→ Texte fourni:
▼▼▼
Hugo Clément, journaliste et producteur de la série documentaire porteuse d'espoir Sur le front, présentera le dimanche 5 juin une nouvelle enquête de son émission, consacrée aux oiseaux. Comme pour chaque numéro, il nous emmènera au plus près de ceux qui se battent pour protéger nos écosystèmes. « Porte-parole » de France Télévisions pour l'environnement, il nous explique.
Le 5 juin est une journée symbolique, c’est la Journée mondiale de l’environnement. Mais une Journée mondiale de l’environnement, est-ce suffisant ?
Non, ça ne suffit plus. C’est tous les jours qu’il faut se soucier de l’environnement, car il est dans chaque pan de notre vie quotidienne et dans chaque décision prise au niveau politique. L’environnement, c’est nous et tout ce qu’il y a autour de nous, c’est ce qui nous permet de vivre. Il faut en parler dans les médias, tous les jours, le plus possible.
Sur le front aborde des thématiques très précises ou des situations particulières dont, parfois même, nous ne connaissions pas l’existence. Les problématiques autour des oiseaux par exemple. Alors, comment choisissez-vous vos sujets ?
Même si nous faisions une émission par jour, nous n’aurions pas fait le tour de toutes les problématiques environnementales. Nous sélectionnons donc rigoureusement les sujets, en essayant de nous focaliser sur les situations au sein de l’Hexagone et sur des sujets qui touchent et qui concernent les Français dans leur quotidien, notamment pour leur faire comprendre qu'ils peuvent agir à leur niveau sur certaines situations. Nous avons une équipe de journalistes qui enquêtent en permanence, mais il y aussi des scientifiques et des militants d’association de défense de la nature qui nous contactent pour nous alerter sur des sujets précis.
Sur le front : le titre de l’émission est évocateur. Pouvez-vous nous expliquer le choix de ces termes : « combattant », « front » ?
Ces termes correspondent à la réalité. En ce moment même, une guerre pour l’environnement et la préservation de notre planète est en train d’être menée. Lorsque des groupes armés veulent profiter des ressources que d’autres essayent de protéger, on assiste à de réelles situations de guerre. Dans la jungle guyanaise où des militaires français affrontent des orpailleurs illégaux ou au Congo dans le parc des Virunga où des rangers sont victimes d'embuscade, des gens sont tués. Même si elle ne ressemble pas à une guerre classique, cela en est bel et bien une.
▲▲▲
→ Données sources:
▼▼▼
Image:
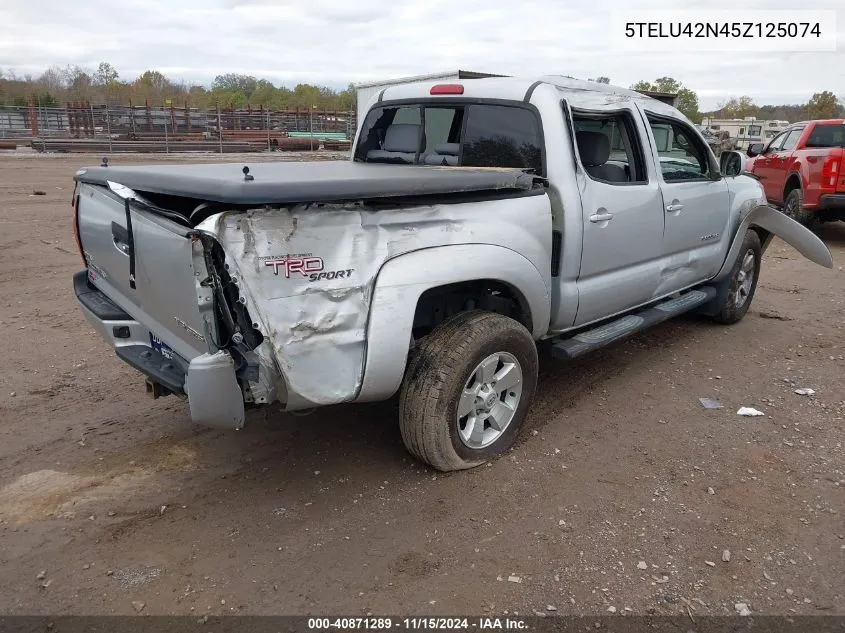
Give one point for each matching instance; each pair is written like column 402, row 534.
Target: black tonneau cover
column 317, row 181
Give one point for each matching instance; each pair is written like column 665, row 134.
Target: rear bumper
column 832, row 206
column 832, row 201
column 209, row 380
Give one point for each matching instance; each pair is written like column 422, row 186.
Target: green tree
column 105, row 75
column 823, row 105
column 687, row 101
column 233, row 82
column 347, row 99
column 738, row 108
column 154, row 80
column 264, row 94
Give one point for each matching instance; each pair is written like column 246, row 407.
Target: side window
column 608, row 148
column 776, row 143
column 683, row 156
column 791, row 139
column 824, row 135
column 502, row 136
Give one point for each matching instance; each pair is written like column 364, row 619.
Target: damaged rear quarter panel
column 306, row 274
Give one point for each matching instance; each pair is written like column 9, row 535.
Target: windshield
column 466, row 134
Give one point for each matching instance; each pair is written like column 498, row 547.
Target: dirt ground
column 623, row 493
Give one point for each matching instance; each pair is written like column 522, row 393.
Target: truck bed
column 299, row 182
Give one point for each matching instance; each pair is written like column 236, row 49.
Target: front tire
column 467, row 390
column 742, row 281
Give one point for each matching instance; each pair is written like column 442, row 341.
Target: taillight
column 76, row 226
column 830, row 171
column 447, row 89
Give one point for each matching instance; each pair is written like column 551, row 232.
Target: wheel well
column 763, row 234
column 793, row 182
column 437, row 304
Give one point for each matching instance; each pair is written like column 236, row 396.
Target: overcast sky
column 334, row 42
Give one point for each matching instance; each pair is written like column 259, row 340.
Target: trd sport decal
column 307, row 266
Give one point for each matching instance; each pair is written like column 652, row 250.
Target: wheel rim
column 745, row 278
column 489, row 400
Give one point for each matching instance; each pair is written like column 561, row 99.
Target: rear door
column 696, row 203
column 762, row 168
column 169, row 267
column 622, row 214
column 779, row 165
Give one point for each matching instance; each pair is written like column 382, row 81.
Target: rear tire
column 742, row 281
column 467, row 390
column 793, row 208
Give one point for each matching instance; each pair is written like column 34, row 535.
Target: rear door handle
column 120, row 236
column 601, row 217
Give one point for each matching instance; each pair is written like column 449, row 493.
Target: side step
column 589, row 340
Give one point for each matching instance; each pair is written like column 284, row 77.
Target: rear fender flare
column 402, row 280
column 800, row 238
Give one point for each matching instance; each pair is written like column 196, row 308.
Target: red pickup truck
column 802, row 171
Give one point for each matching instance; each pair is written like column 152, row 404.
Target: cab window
column 683, row 155
column 468, row 134
column 608, row 147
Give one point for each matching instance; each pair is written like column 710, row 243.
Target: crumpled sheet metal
column 315, row 324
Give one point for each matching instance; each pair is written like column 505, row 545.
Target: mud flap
column 800, row 238
column 214, row 395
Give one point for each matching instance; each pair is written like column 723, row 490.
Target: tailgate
column 169, row 266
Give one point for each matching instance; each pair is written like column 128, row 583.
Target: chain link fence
column 84, row 127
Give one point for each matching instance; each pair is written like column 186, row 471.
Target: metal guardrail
column 173, row 128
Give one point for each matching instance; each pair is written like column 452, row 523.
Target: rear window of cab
column 466, row 134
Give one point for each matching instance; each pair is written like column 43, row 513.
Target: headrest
column 402, row 137
column 594, row 148
column 449, row 149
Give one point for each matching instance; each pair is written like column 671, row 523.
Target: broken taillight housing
column 75, row 203
column 830, row 172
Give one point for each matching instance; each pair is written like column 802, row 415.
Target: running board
column 589, row 340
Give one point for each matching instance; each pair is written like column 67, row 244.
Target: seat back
column 594, row 149
column 444, row 154
column 401, row 142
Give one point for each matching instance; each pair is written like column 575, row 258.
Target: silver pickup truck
column 474, row 223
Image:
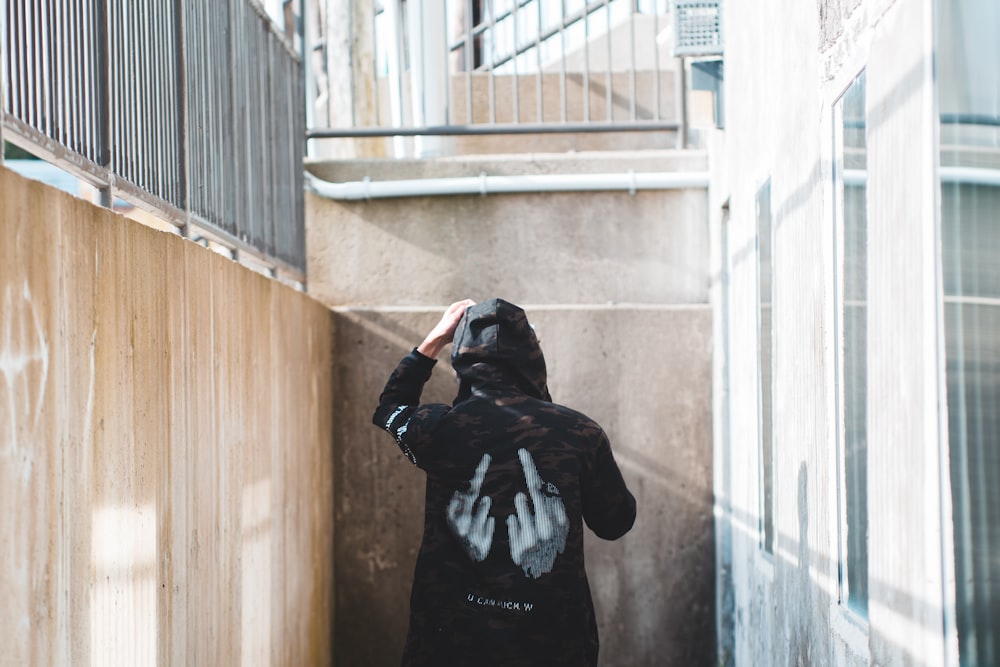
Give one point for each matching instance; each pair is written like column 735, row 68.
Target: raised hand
column 537, row 538
column 470, row 521
column 444, row 330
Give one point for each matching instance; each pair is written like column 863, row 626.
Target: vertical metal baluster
column 104, row 92
column 586, row 64
column 539, row 92
column 517, row 86
column 656, row 64
column 563, row 93
column 632, row 87
column 609, row 93
column 492, row 57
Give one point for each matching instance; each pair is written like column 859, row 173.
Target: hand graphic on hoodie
column 536, row 535
column 469, row 520
column 536, row 539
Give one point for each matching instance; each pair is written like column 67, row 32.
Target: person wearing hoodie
column 511, row 480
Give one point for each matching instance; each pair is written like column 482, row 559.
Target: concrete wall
column 165, row 459
column 616, row 285
column 780, row 95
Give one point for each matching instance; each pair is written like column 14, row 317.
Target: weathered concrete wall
column 616, row 286
column 598, row 247
column 165, row 448
column 780, row 95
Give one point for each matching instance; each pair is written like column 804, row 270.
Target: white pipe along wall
column 483, row 184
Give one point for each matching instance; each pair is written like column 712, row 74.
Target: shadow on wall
column 600, row 247
column 653, row 589
column 801, row 633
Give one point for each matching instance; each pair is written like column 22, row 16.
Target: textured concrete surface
column 165, row 448
column 788, row 607
column 571, row 248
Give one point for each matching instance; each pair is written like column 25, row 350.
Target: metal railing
column 190, row 109
column 459, row 67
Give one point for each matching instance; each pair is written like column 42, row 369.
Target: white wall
column 786, row 65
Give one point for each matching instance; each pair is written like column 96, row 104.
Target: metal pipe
column 630, row 182
column 499, row 128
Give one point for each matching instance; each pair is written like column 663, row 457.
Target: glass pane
column 855, row 351
column 765, row 346
column 968, row 57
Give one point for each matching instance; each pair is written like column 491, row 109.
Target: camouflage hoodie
column 511, row 480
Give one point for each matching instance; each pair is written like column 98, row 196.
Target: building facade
column 854, row 202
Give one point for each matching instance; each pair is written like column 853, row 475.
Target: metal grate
column 697, row 28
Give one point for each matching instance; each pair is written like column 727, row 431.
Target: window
column 765, row 351
column 968, row 57
column 852, row 330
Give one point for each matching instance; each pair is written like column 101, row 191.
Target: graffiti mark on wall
column 24, row 367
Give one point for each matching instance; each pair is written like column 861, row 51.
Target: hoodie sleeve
column 399, row 411
column 608, row 505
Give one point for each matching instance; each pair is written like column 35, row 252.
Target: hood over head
column 495, row 348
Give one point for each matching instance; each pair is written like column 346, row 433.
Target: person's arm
column 399, row 403
column 608, row 505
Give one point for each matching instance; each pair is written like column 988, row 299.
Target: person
column 511, row 477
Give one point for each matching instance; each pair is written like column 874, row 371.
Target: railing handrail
column 192, row 111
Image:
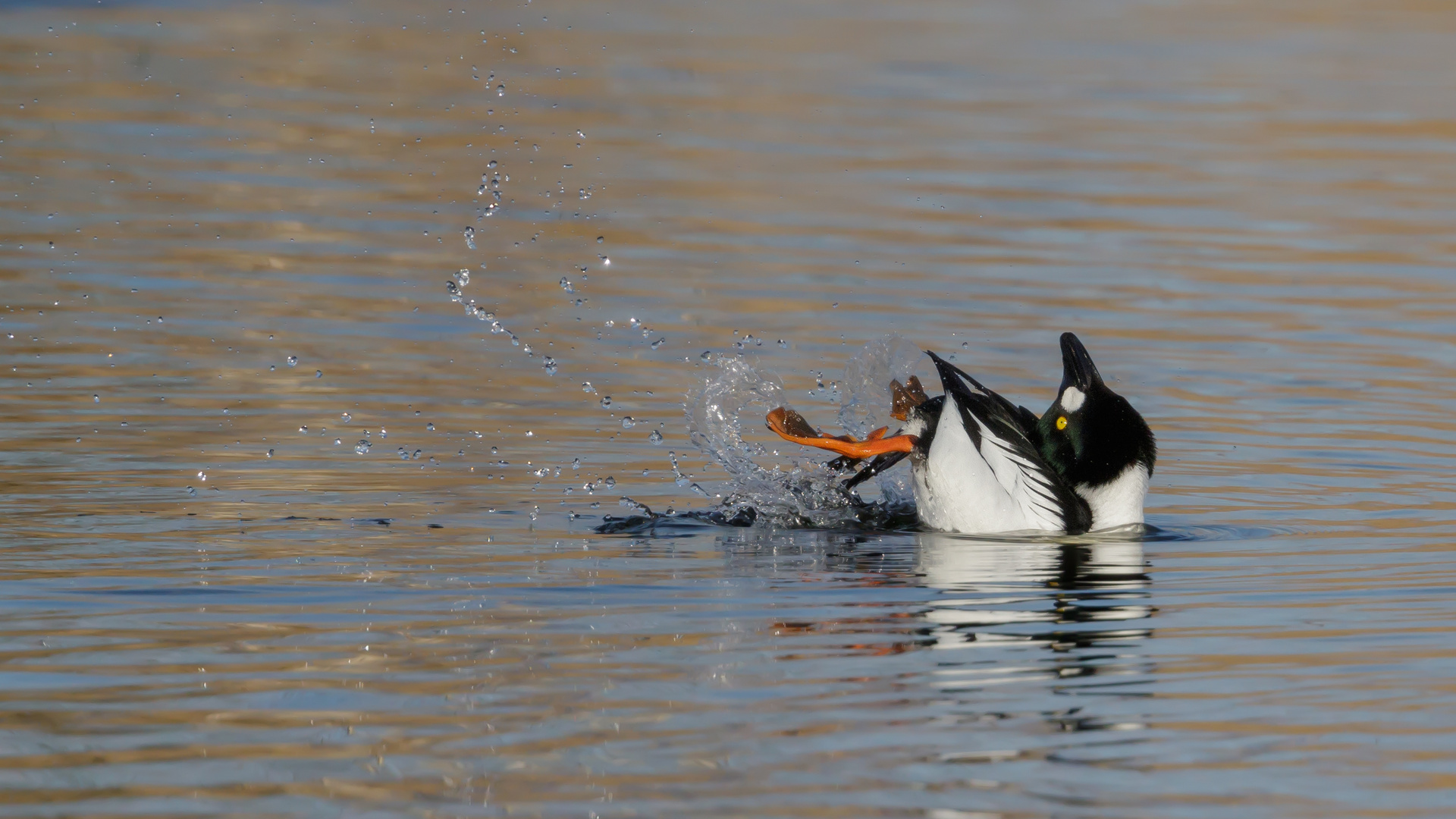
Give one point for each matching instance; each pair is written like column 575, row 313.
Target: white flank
column 963, row 488
column 1120, row 502
column 1072, row 398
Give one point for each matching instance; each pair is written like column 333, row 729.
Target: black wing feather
column 1015, row 433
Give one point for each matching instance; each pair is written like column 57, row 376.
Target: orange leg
column 791, row 426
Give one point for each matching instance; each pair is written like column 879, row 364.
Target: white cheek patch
column 1072, row 400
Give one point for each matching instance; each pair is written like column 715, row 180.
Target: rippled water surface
column 291, row 531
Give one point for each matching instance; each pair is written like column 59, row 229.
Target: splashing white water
column 805, row 491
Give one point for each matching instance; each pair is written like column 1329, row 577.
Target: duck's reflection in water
column 1078, row 599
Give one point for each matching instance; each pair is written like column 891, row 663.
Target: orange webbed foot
column 791, row 426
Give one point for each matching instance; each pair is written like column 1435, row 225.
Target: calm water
column 289, row 532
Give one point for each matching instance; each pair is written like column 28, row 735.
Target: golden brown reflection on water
column 210, row 607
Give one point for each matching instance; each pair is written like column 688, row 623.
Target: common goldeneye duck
column 981, row 464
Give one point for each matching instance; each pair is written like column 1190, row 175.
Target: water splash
column 774, row 479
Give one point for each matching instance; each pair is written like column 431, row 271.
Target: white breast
column 957, row 490
column 1120, row 502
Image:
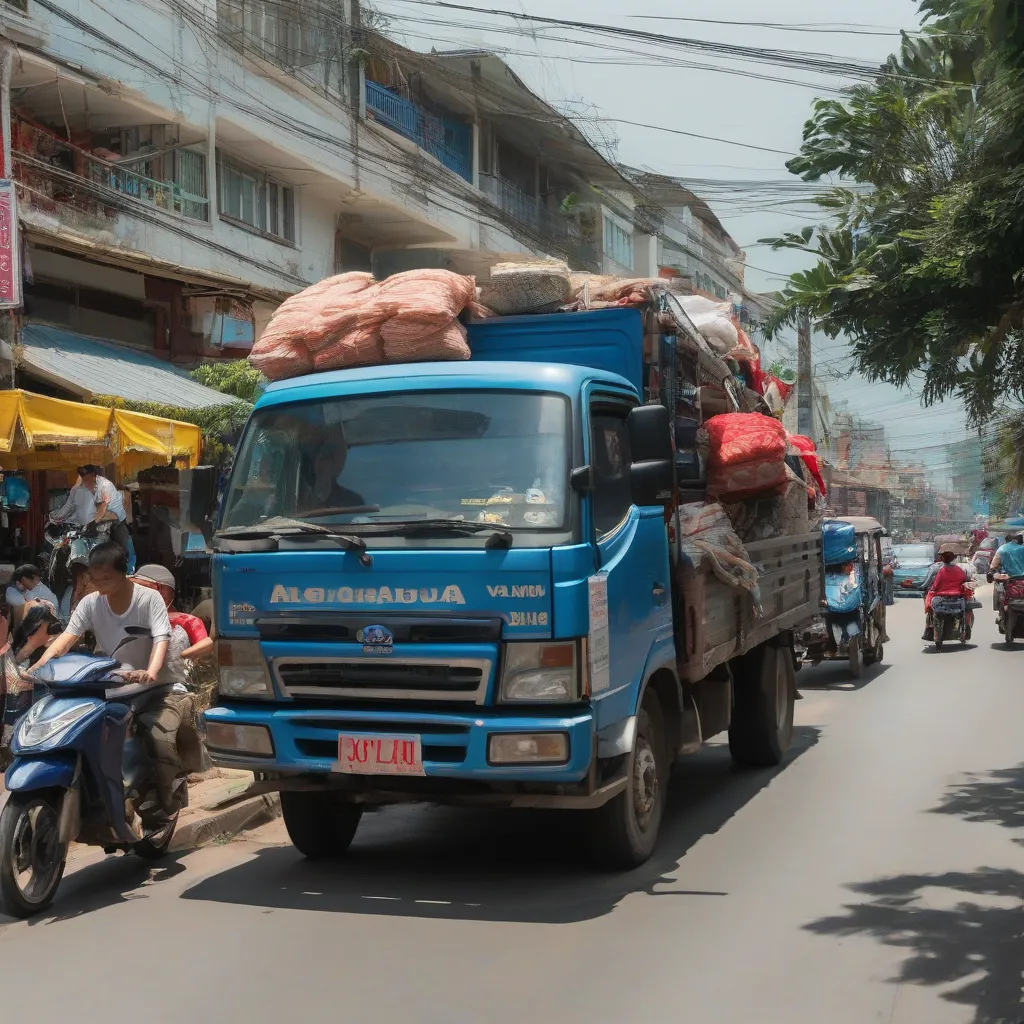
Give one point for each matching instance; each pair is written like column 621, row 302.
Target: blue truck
column 456, row 583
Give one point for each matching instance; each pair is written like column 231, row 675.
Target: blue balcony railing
column 448, row 140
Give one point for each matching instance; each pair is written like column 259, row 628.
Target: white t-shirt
column 145, row 610
column 38, row 593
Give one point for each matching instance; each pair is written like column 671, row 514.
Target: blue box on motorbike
column 839, row 543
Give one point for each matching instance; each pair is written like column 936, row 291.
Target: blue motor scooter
column 80, row 775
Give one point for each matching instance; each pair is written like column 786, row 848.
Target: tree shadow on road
column 991, row 798
column 963, row 931
column 495, row 865
column 836, row 676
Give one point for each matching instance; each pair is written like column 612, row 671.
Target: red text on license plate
column 364, row 754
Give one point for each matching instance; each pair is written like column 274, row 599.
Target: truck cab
column 452, row 583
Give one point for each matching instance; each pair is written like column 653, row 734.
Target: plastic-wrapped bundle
column 839, row 543
column 706, row 530
column 526, row 288
column 745, row 455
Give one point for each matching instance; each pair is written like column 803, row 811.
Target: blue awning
column 89, row 368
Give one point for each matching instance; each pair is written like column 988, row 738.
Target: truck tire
column 855, row 659
column 764, row 691
column 320, row 824
column 623, row 833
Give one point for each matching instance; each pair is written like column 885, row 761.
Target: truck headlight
column 242, row 670
column 254, row 739
column 49, row 718
column 540, row 672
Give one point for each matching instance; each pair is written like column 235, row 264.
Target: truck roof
column 558, row 377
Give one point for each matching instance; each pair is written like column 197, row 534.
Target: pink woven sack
column 284, row 358
column 449, row 343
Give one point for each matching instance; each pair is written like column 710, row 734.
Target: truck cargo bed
column 721, row 622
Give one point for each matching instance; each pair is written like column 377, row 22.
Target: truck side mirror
column 650, row 433
column 582, row 479
column 650, row 448
column 199, row 498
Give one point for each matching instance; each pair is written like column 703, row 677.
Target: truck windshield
column 480, row 457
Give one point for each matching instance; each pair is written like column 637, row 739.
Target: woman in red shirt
column 947, row 580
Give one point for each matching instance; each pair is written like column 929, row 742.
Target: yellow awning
column 37, row 432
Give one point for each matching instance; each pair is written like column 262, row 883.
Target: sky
column 570, row 70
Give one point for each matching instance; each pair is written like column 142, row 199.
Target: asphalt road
column 878, row 877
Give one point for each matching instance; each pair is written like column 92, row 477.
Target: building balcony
column 448, row 140
column 55, row 177
column 558, row 233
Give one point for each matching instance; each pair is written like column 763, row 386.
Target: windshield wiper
column 342, row 510
column 499, row 538
column 283, row 526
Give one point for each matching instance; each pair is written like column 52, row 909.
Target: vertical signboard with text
column 10, row 253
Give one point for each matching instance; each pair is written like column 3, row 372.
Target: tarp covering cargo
column 839, row 543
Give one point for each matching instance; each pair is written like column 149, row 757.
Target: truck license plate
column 361, row 754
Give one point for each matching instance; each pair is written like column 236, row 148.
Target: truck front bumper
column 455, row 744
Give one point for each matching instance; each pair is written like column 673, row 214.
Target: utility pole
column 805, row 382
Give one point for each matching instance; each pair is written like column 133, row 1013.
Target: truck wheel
column 320, row 824
column 855, row 660
column 624, row 832
column 764, row 690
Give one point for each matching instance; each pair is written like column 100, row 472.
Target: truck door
column 633, row 551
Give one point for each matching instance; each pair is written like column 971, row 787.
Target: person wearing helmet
column 189, row 640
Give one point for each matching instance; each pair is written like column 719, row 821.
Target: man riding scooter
column 118, row 606
column 945, row 580
column 1007, row 571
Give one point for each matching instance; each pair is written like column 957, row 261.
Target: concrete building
column 967, row 472
column 181, row 169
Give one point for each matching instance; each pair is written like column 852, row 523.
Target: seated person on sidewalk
column 117, row 604
column 26, row 586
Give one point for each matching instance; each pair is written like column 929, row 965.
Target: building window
▲▲▲
→ Exercice court: D'après l'entretien sur l'émission Sur le front, à quel sujet est consacrée la nouvelle enquête présentée le dimanche 5 juin ?

→ Réponse attendue: Aux oiseaux.